The present study examined how listeners’ pointing gestures, defined as the initial placement of the searcher’s index finger, affect the efficiency and dynamics of a collaborative spatial search task. Specifically, we aimed to determine whether the searchers’ pointing gestures function not only as indicators of comprehension but also as visible resources that actively shape the instructor’s communicative strategies. The findings produced two main outcomes. First, trials involving searchers’ pointing placement resulted in significantly faster task completion times compared to those without such gestures. This suggests that listeners’ pointing can contribute to the early alignment of shared spatial reference frames, reducing ambiguity in the instructor’s guidance. Second, we observed that searchers’ pointing placement elicited significantly longer gesture durations by instructors, indicating that the presence of visible listener gestures may influence the production and sustainment of multimodal speaker behaviour. While our first hypothesis that instructors’ pointing gestures would improve task efficiency was not supported, our second hypothesis was supported in that searchers’ pointing facilitated more efficient collaboration and shaped the instructor’s gestural behaviour. It is important to note, however, that the absence of a statistically significant effect of instructors’ gestures should not be interpreted as definitive evidence of no effect. Rather, our analyses provide no evidence for such an effect under the current design, and it remains possible that smaller effects were not detected due to limited statistical power or the analytical constraints of dyad-level analyses.

Instructors’ gestures did not enhance task efficiency or significantly reduce the number of utterances. This finding contrasts with previous research (e.g., Bangerter and Chevalley, 2007), which showed that pointing gestures facilitate communication in collaborative tasks by reducing verbal effort. One possible explanation lies in the communicative function of the instructor’s pointing gestures. In Bangerter and Chevalley’s (2007) study, instructors were free to use speech and/or gestures to directly identify each target, so gestures could replace parts of the verbal description. In contrast, in our study instructors were not allowed to point directly to the target dot on the searcher’s board. As a result, gestures in our task mainly functioned as supportive cues rather than direct identifiers, leading to a smaller impact on verbal effort. This suggests that even when gestures are of the same type, such as pointing, their communicative function within the task context determines how strongly they interact with speech to affect efficiency.

4.2 Interpretation of listener gesture effects

The observed facilitative effect of searchers’ pointing gestures on task efficiency can be interpreted in light of prior research emphasising the facilitative role of listeners’ gestures in collaborative interaction. One possibility is that searchers’ pointing acts as a visible cue of attentional and cognitive focus, enabling instructors to adapt their verbal and gestural strategies in real time. This interpretation aligns with the findings of Healey et al.’s (2015) study, which demonstrated that listener gestures actively contribute to maintaining mutual understanding, rather than functioning merely as feedback to the speaker. In our study, even the act of holding a finger at the centre of the board may have signalled a preliminary spatial commitment or point of reference, thereby allowing instructors to anchor their instructions more efficiently.

PROBLEM 1 :: Copy the passage on pointing gestures from "The observed facilitative" up to and including "instructions more efficiently.".

WORKING DATA ::
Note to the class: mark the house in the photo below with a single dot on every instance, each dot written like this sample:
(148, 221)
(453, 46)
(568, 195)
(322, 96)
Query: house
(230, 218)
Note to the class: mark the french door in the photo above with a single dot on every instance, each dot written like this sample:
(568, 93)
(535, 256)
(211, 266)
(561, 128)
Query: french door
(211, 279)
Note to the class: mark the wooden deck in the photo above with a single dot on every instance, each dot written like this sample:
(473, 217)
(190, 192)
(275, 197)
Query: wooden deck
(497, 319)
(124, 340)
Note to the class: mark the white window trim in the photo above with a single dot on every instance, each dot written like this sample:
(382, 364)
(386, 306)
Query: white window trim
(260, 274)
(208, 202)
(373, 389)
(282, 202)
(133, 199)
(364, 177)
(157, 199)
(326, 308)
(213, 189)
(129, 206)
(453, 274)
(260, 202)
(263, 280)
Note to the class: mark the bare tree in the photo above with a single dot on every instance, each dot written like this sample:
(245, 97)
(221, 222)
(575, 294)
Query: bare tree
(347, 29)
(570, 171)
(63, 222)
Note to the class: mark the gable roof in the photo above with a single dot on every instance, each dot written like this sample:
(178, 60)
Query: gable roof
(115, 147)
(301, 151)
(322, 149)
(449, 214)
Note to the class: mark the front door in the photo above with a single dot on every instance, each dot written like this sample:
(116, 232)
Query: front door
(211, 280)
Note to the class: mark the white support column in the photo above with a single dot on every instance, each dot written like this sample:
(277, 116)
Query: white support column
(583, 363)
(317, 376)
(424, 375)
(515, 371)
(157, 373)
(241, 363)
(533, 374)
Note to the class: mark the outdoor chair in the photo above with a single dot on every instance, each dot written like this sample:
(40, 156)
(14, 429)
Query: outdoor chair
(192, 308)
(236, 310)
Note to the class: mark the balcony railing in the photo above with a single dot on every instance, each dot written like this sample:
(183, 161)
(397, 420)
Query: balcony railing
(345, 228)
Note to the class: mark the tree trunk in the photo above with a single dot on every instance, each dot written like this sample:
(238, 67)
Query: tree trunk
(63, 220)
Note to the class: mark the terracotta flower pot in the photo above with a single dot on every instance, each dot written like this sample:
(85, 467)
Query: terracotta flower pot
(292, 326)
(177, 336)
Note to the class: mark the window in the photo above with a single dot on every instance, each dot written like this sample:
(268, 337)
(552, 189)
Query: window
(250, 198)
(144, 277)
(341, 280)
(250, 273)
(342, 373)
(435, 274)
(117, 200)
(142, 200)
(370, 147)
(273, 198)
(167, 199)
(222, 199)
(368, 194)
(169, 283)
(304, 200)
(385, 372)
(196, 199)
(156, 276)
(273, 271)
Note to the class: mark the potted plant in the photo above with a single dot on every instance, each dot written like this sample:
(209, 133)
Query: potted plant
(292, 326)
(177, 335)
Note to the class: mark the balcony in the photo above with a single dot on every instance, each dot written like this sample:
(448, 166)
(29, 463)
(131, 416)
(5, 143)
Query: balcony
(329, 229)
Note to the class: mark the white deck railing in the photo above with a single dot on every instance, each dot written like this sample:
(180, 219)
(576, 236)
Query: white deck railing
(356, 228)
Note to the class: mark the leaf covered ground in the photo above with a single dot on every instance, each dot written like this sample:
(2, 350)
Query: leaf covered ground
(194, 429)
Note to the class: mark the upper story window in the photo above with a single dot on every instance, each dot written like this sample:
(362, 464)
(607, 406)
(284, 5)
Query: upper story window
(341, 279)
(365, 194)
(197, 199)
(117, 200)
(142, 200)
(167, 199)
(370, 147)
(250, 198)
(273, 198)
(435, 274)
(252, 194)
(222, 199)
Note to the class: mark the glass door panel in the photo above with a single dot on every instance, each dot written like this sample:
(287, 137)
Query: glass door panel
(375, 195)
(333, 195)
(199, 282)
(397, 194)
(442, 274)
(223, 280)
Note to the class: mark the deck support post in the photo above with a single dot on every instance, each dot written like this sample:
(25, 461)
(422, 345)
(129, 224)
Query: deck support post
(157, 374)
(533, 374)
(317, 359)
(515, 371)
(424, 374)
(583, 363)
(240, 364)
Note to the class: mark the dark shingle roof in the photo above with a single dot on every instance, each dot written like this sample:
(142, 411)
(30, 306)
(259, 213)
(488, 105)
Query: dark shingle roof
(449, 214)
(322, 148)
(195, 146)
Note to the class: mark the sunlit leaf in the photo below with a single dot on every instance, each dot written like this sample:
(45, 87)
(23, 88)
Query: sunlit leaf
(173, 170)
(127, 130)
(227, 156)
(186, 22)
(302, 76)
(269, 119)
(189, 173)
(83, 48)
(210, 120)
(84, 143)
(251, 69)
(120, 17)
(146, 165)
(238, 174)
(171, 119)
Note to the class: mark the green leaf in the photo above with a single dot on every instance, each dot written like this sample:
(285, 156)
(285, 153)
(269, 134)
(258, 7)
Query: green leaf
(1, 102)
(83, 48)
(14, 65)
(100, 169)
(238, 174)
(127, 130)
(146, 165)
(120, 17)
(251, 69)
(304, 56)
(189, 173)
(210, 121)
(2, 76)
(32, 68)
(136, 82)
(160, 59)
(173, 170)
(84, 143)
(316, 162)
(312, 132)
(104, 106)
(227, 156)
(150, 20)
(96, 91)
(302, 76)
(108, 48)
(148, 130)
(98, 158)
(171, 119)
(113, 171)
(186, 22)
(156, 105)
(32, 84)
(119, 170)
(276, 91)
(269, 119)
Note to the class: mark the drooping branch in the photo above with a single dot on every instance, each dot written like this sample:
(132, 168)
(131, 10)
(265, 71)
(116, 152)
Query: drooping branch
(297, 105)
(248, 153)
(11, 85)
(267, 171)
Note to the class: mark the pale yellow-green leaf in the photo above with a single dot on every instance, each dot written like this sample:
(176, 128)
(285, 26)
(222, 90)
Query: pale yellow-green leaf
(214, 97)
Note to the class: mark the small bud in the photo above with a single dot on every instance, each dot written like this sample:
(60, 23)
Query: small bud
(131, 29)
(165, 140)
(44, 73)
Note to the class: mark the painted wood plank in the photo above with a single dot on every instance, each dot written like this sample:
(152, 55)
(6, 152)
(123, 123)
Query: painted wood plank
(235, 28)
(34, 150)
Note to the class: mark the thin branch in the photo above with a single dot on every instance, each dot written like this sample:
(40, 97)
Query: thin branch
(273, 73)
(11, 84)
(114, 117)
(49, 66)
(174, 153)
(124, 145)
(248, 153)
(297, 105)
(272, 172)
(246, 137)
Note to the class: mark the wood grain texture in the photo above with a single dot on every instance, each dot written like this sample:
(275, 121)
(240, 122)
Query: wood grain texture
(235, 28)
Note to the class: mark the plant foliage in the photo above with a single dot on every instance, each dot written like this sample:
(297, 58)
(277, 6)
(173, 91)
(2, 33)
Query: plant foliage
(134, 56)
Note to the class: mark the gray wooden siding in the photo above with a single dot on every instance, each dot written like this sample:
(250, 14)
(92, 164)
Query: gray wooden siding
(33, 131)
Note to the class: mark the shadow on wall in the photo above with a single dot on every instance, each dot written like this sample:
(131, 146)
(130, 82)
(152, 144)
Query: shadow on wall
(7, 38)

PROBLEM 2 :: Report every line of the entries that contains the word "potted", treating uppercase and lowercase as different.

TASK OUTPUT 1 ::
The observed facilitative effect of searchers’ pointing gestures on task efficiency can be interpreted in light of prior research emphasising the facilitative role of listeners’ gestures in collaborative interaction. One possibility is that searchers’ pointing acts as a visible cue of attentional and cognitive focus, enabling instructors to adapt their verbal and gestural strategies in real time. This interpretation aligns with the findings of Healey et al.’s (2015) study, which demonstrated that listener gestures actively contribute to maintaining mutual understanding, rather than functioning merely as feedback to the speaker. In our study, even the act of holding a finger at the centre of the board may have signalled a preliminary spatial commitment or point of reference, thereby allowing instructors to anchor their instructions more efficiently.

TASK OUTPUT 2 ::
Note to the class: mark the potted plant in the photo above with a single dot on every instance, each dot written like this sample:
Query: potted plant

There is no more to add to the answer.